Qué hacer: Edita el texto sobre la llegada de nazis a la Argentina: cópialo desde "Para el grueso" hasta "inútilmente en 1960." y sustituye "colectividad" por "comunidad".

Texto propuesto:
┌──

Para el grueso de los nazis, la atracción de un país próspero se veía realzada por tratarse de la última república latinoamericana en romper relaciones con el Tercer Reich, y postrera también en declararle la guerra. Junto a la tradicional admiración por el inmigrante germano y a la importancia local de esa colectividad, ello hizo de la Argentina un destino muy deseable.
Otros factores facilitaron, asimismo, su llegada. Entre los locales se cuenta la creación, en 1948, de una Sociedad Argentina de Recepción de Europeos (SARE), por un grupo de recién arribados, incluido un condenado a muerte en Bélgica como colaborador con la Alemania invasora, y un hermano del ya citado Durcansky, cuya extradición Praga habría de requerir inútilmente en 1960.
Descubiertas por la Comisión para el Esclarecimiento de las Actividades del Nazismo en la Argentina (Ceana), las actividades de la SARE incluyeron la promoción del otorgamiento de visas para sus recomendados.
Esencialmente exitosas hasta 1949, sus gestiones se vieron facilitadas por una reunión con Perón y el estatus consultivo que la Dirección de Migraciones confirió a la SARE. Súmese a ello la refractariedad argentina, igual a la del resto del hemisferio, a conceder extradiciones hasta la vuelta de gobiernos electos en los ochenta. En rigor, esa actitud parece haber exacerbado el rechazo de potenciales interesados en pedidos tales. Cuando el Quai d’Orsay, por caso, pidió información sobre la conveniencia de requerir al padre del Pulqui I, Emile Dewoitine, condenado por su colaboración con los ocupantes nazis, la embajada francesa aquí lo desaconsejó: su extradición no sería concedida, al ser Dewoitine, incluso desde el reemplazo de ese avión de combate argentino por otro de tecnología germana, un promotor de exportaciones francesas al país.
En el caso de Eichmann, se sabe que su llegada fue asistida por un par de clérigos que también ayudaron a otros, urgidos por abandonar Europa y obtener documentos de la Cruz Roja, pasar desapercibidos antes de dejar atrás el Viejo Mundo. Pero son los efectos colaterales de la caza los que menos atención han recibido.
Políticamente, no es ocioso ver el secuestro -considerado por Arturo Frondizi como un “atropello letal”, según un asesor suyo- como un indeseado granito de arena israelí a la abreviación de su presidencia. Al ser la defensa de la geografía nacional un tema crítico para los militares, cualquiera fuere su país, el caso Eichmann fue de los temas que exacerbaron la conflictividad castrense con Frondizi. Tres semanas después de apresado Eichmann, un golpista reincidente, el general Fortunato Giovannoni, protagonizó uno de tantos planteamientos militares del gobierno de Frondizi.

└──

Datos proporcionados:
┌──

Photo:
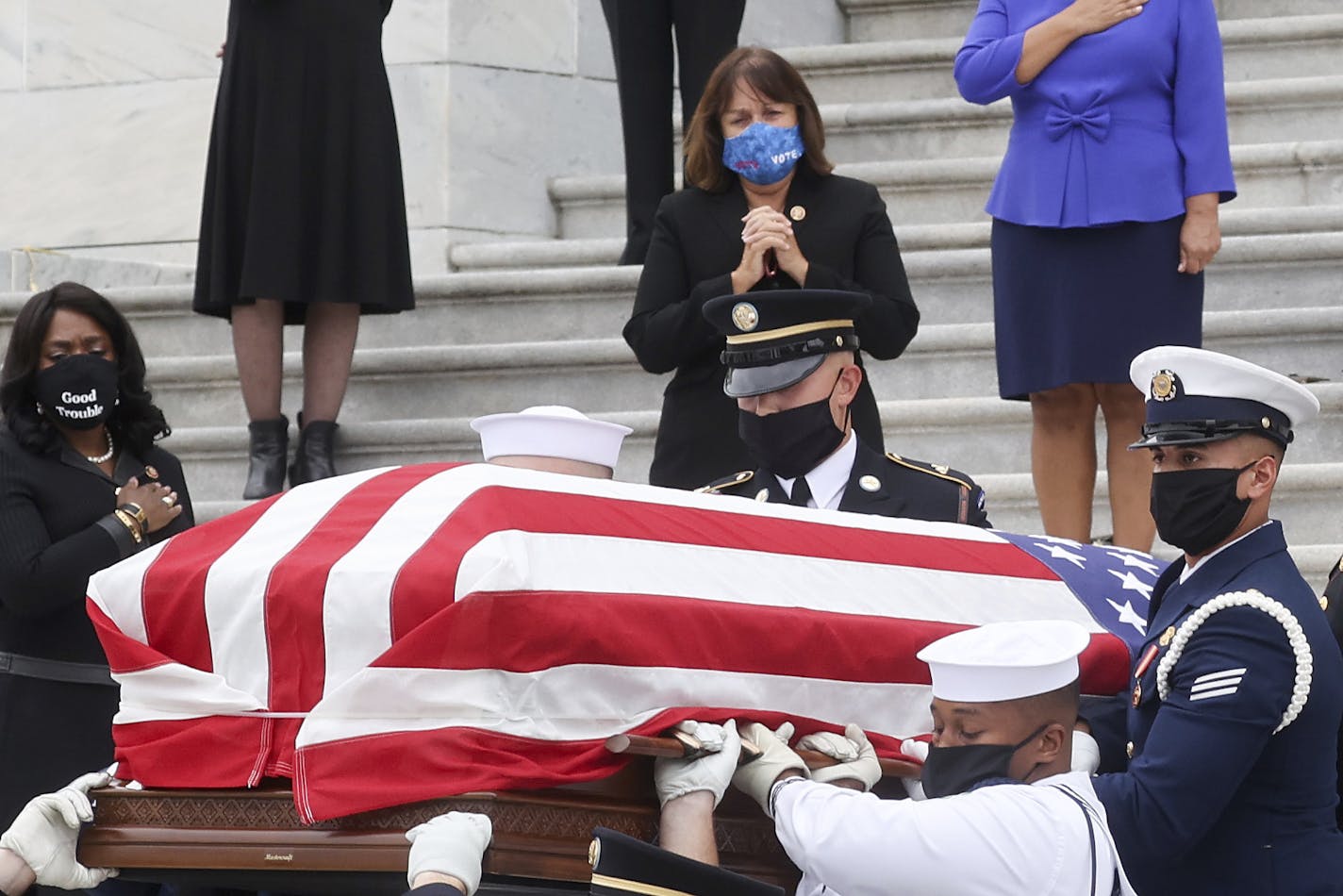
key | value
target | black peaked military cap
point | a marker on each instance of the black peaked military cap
(778, 338)
(623, 865)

└──

Respuesta:
Para el grueso de los nazis, la atracción de un país próspero se veía realzada por tratarse de la última república latinoamericana en romper relaciones con el Tercer Reich, y postrera también en declararle la guerra. Junto a la tradicional admiración por el inmigrante germano y a la importancia local de esa comunidad, ello hizo de la Argentina un destino muy deseable.
Otros factores facilitaron, asimismo, su llegada. Entre los locales se cuenta la creación, en 1948, de una Sociedad Argentina de Recepción de Europeos (SARE), por un grupo de recién arribados, incluido un condenado a muerte en Bélgica como colaborador con la Alemania invasora, y un hermano del ya citado Durcansky, cuya extradición Praga habría de requerir inútilmente en 1960.